■ **Assignment**
Within the data, how many lines hold the word "milk"? Answer with nothing but the number.

■ **Exercise material**
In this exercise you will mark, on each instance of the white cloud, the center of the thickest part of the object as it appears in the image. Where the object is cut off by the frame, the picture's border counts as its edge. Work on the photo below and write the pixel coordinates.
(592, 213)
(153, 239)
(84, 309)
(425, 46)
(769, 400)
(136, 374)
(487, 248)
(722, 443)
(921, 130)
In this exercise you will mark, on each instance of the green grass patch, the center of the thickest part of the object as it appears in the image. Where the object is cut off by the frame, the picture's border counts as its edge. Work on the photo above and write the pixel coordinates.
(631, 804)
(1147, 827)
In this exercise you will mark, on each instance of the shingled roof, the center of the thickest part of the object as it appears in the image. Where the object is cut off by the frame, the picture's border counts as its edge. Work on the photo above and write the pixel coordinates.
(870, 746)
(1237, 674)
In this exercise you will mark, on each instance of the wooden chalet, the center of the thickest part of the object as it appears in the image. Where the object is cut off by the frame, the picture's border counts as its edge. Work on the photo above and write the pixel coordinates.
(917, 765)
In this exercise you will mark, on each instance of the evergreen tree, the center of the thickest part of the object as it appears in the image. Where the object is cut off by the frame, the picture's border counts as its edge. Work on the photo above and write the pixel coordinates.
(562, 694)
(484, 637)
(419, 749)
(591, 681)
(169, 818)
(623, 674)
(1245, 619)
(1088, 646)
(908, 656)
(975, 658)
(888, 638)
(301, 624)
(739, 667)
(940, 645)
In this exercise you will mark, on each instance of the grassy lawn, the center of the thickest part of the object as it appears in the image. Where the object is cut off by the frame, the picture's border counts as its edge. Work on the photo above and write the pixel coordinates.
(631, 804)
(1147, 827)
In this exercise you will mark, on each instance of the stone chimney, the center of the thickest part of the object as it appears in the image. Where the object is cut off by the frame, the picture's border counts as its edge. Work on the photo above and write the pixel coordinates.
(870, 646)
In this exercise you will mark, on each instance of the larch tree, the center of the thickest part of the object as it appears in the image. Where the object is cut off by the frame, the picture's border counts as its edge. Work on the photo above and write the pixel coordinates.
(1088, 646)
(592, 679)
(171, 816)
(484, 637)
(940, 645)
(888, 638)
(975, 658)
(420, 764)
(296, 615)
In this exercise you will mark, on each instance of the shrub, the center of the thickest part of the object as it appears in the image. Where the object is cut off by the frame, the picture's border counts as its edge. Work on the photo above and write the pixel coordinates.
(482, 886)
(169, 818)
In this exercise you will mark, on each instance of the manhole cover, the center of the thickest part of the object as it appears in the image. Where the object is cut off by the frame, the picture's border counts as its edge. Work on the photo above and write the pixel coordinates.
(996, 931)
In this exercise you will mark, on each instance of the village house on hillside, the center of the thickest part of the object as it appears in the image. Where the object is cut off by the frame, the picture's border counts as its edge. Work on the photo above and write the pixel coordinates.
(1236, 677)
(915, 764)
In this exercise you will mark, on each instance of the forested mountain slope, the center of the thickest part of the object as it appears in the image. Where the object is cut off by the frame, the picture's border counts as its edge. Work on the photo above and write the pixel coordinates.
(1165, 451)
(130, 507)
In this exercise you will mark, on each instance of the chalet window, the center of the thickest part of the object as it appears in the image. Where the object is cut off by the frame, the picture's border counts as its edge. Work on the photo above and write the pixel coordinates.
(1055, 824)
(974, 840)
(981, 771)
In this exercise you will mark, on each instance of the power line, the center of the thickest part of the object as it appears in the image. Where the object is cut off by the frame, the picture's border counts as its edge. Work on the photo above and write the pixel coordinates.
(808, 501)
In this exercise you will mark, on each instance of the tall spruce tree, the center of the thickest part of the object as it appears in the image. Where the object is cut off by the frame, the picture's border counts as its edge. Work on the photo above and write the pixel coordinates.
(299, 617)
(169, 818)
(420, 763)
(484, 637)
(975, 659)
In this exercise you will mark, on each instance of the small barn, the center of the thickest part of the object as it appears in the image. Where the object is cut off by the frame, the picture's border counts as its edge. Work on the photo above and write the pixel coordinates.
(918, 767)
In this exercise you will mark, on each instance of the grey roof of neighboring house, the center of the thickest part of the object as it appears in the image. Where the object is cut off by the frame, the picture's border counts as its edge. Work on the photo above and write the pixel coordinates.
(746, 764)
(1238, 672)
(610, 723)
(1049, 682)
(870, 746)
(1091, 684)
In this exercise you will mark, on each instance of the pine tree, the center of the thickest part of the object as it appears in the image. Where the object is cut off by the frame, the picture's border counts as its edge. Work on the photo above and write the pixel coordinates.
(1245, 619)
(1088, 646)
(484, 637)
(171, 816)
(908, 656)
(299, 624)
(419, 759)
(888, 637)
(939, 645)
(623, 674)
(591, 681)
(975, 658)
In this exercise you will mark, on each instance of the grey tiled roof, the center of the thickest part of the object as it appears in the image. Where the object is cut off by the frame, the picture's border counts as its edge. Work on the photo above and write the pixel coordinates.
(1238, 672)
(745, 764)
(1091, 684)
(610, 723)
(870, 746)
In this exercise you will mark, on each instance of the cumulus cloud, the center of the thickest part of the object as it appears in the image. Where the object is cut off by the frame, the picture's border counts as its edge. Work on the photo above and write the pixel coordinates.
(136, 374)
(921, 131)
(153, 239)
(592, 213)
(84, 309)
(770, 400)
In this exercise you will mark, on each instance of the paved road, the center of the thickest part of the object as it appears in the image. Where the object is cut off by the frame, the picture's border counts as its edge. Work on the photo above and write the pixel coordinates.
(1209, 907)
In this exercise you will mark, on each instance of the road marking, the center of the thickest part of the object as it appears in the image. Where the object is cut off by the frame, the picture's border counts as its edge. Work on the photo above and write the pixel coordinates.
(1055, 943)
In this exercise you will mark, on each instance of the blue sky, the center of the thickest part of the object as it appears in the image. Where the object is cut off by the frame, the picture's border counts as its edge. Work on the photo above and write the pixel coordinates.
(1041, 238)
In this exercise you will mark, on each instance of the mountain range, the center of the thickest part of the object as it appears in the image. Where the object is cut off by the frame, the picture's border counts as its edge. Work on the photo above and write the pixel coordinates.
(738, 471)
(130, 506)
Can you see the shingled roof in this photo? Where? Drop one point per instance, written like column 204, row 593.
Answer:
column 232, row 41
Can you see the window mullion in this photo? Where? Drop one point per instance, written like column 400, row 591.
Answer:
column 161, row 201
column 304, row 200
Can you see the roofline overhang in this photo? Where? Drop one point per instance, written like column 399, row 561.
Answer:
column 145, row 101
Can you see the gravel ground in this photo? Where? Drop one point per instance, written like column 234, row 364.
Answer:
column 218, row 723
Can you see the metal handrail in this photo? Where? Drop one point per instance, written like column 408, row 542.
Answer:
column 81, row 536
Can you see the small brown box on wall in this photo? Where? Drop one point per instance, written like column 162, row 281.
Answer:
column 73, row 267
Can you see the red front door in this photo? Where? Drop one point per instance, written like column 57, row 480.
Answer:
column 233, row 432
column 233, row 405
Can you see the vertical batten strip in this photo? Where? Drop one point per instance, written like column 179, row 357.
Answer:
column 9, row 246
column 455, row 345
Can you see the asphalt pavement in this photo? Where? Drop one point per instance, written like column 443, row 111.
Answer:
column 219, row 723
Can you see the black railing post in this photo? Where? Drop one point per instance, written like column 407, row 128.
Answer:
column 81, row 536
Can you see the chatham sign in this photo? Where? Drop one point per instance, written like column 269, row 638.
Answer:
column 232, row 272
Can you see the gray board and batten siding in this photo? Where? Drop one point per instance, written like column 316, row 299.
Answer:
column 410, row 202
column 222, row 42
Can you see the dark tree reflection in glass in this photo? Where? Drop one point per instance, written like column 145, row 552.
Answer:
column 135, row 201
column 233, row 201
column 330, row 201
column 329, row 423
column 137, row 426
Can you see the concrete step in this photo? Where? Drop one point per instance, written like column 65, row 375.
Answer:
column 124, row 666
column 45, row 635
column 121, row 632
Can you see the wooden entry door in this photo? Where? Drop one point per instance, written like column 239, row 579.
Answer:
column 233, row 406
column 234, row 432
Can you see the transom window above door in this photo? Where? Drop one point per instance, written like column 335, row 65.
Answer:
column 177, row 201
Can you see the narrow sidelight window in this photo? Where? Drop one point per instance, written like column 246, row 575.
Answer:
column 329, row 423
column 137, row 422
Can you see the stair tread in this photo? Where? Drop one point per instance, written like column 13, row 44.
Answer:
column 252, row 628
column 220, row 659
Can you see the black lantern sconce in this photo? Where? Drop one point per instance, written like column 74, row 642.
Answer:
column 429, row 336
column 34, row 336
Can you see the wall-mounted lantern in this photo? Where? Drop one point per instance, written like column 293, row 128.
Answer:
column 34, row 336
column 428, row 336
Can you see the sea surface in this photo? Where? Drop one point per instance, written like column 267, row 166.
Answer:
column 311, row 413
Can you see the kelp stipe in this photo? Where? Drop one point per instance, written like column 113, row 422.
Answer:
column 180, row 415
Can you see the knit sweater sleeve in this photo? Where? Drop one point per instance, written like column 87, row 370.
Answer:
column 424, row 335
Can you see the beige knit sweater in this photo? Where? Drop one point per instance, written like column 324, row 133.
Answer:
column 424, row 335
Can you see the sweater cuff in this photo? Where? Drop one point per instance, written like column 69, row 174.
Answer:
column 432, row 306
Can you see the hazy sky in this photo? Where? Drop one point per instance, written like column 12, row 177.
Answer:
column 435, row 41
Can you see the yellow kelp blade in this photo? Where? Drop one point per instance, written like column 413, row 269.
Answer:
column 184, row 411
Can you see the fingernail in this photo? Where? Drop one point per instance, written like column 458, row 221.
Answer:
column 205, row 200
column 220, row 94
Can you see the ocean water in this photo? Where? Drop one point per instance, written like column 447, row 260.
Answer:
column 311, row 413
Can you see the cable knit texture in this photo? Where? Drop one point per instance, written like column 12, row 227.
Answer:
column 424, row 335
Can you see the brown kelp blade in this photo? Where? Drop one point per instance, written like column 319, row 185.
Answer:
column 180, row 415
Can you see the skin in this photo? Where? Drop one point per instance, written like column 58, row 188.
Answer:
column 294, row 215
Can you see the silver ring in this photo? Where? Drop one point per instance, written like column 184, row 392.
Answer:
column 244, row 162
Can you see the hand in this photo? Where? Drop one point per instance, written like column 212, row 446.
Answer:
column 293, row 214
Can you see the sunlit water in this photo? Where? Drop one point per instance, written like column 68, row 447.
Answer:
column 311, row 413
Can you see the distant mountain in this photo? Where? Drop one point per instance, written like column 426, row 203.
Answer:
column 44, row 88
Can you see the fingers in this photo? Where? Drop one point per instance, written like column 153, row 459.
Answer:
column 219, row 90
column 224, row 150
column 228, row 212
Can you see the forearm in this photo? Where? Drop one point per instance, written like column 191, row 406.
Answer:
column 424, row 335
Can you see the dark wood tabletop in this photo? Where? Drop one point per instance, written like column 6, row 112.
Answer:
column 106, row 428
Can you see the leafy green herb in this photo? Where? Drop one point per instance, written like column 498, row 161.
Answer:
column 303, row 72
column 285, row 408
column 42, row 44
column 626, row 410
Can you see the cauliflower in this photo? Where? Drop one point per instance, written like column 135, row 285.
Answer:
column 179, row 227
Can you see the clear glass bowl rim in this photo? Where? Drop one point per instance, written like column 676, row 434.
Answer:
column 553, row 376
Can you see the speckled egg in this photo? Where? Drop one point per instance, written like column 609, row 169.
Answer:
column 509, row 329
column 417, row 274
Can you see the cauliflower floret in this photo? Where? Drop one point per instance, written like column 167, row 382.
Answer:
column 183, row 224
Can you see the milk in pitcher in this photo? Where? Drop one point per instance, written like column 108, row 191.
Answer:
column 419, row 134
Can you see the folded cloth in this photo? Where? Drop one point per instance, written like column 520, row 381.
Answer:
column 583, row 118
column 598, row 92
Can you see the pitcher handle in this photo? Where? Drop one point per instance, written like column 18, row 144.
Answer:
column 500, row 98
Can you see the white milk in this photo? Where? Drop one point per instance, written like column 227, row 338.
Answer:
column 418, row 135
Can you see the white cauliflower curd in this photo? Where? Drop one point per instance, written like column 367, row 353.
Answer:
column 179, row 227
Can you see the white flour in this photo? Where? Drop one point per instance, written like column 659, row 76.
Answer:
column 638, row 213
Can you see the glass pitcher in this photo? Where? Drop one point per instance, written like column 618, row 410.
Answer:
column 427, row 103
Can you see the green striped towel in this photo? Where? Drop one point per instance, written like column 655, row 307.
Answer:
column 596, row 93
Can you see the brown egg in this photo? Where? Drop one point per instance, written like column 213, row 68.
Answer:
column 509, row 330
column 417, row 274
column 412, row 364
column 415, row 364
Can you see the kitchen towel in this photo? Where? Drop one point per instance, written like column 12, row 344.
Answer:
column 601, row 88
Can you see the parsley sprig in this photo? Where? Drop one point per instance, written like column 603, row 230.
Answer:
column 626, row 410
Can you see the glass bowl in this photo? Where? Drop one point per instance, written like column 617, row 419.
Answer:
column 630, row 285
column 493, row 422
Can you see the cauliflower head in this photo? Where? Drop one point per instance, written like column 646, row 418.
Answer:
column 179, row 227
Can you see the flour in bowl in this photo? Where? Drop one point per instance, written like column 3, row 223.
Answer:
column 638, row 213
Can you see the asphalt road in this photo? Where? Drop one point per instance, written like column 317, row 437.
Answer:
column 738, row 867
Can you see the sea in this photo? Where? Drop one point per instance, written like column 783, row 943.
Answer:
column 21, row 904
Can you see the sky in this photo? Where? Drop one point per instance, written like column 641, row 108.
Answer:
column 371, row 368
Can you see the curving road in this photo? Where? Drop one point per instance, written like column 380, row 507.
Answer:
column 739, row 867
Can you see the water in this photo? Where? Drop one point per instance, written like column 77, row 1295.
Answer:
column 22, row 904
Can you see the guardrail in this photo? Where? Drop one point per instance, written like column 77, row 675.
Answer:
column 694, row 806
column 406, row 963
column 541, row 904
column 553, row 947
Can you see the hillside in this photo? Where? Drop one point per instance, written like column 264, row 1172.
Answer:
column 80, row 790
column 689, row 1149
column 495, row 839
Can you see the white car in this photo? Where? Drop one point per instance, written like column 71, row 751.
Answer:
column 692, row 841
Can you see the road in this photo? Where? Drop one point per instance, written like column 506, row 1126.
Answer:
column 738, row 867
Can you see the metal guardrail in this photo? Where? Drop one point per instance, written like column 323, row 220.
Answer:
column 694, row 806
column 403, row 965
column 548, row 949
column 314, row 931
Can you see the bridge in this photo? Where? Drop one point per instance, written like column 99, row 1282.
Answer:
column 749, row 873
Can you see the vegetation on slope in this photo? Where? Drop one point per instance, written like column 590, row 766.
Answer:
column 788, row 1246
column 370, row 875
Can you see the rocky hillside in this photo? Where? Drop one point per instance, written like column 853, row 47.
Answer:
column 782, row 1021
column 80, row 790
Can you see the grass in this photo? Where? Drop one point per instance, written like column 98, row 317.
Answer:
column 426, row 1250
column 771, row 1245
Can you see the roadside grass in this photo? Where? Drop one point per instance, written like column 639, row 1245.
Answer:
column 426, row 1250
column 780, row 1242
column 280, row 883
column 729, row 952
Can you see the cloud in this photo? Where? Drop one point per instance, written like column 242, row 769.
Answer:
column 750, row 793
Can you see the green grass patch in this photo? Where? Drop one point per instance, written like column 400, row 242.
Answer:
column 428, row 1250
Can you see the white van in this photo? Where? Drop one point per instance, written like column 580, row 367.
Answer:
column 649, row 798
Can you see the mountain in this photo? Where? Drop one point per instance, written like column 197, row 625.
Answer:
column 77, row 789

■ **Result for this exercise**
2